Filter the records below for the word "Query". Keep each line that has it.

┄┄┄┄┄┄┄┄┄┄

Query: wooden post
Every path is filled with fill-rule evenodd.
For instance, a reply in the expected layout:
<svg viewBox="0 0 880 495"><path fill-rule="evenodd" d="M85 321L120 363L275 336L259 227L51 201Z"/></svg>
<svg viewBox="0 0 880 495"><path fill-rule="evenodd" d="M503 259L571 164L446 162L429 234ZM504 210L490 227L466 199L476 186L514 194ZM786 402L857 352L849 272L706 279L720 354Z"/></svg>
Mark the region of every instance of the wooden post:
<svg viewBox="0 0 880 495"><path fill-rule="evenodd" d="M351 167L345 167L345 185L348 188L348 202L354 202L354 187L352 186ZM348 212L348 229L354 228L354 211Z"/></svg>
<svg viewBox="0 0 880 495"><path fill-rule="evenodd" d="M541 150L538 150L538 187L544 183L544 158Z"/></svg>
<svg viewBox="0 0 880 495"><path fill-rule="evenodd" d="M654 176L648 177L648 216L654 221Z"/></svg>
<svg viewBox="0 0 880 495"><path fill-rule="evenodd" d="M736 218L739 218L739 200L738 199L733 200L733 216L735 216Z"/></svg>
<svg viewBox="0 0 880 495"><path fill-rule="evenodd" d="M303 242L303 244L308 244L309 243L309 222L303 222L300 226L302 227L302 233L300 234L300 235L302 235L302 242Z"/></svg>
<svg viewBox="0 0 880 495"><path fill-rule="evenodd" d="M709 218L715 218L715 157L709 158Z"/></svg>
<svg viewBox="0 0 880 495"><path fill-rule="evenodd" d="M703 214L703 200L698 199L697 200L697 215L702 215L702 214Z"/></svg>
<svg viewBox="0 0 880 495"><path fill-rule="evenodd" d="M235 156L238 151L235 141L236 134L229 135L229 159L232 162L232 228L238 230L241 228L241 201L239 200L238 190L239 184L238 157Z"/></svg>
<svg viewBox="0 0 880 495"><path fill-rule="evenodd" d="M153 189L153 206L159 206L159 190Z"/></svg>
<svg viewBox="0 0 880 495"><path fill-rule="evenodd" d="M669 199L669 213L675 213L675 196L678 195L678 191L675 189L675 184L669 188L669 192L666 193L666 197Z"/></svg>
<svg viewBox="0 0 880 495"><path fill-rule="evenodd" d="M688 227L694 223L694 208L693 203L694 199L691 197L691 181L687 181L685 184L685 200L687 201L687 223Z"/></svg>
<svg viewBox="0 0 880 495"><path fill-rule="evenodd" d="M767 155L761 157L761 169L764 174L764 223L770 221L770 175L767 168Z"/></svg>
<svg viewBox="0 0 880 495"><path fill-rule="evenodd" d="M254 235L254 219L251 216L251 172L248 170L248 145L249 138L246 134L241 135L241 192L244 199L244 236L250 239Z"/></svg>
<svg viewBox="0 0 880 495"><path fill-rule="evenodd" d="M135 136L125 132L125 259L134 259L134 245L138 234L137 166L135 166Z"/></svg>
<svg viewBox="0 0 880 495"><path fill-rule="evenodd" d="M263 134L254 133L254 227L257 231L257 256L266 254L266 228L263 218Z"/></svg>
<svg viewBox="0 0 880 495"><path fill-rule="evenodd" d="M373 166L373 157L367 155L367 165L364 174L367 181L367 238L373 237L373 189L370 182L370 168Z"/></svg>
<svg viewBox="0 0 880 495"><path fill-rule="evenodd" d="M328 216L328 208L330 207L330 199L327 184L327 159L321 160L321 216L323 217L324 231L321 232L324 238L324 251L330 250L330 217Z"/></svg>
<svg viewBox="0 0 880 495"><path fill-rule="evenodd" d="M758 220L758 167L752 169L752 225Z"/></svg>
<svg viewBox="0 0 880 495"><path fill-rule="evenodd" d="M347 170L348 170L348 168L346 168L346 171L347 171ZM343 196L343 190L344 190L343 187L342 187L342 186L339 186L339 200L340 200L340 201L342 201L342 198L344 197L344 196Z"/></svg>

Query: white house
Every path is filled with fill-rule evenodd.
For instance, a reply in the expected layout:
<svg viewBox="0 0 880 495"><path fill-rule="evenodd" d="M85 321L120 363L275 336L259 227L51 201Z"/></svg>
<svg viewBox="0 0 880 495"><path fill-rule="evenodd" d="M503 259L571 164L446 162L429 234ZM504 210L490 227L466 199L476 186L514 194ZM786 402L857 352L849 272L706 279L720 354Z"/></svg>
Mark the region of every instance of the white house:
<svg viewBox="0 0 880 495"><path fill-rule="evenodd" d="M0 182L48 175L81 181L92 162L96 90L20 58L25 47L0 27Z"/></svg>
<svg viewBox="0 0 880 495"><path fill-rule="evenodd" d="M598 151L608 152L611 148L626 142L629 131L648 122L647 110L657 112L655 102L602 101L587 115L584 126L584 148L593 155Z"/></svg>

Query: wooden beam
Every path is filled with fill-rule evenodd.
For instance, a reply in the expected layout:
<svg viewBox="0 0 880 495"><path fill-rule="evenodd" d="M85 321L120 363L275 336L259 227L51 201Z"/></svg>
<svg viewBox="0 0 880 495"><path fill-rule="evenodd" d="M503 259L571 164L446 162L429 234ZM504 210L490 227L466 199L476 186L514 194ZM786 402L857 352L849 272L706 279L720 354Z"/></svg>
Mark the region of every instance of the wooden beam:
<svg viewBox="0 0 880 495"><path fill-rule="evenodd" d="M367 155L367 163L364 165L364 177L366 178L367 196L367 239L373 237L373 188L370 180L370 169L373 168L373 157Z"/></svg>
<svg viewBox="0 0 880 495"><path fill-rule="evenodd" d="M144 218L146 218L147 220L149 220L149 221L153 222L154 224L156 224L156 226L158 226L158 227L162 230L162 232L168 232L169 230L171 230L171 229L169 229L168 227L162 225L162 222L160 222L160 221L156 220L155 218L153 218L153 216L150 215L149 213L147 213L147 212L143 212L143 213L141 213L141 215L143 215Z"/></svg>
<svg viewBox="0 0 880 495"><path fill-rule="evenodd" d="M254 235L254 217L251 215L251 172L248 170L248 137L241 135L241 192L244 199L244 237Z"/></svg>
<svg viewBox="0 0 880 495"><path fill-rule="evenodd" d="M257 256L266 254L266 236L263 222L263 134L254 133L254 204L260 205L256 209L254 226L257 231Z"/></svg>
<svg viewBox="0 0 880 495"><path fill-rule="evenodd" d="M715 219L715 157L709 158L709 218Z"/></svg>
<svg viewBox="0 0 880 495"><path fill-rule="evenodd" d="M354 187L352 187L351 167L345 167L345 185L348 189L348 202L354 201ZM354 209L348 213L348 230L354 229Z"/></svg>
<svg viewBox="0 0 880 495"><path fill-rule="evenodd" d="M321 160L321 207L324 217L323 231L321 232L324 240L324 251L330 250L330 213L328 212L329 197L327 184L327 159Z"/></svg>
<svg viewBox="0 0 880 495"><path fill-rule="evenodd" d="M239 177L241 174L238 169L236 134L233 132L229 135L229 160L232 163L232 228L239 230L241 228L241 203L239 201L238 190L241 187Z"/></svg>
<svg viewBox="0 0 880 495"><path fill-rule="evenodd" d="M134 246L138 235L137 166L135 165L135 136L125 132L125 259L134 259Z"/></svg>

┄┄┄┄┄┄┄┄┄┄

### The answer
Query: wooden post
Query: white house
Query: wooden beam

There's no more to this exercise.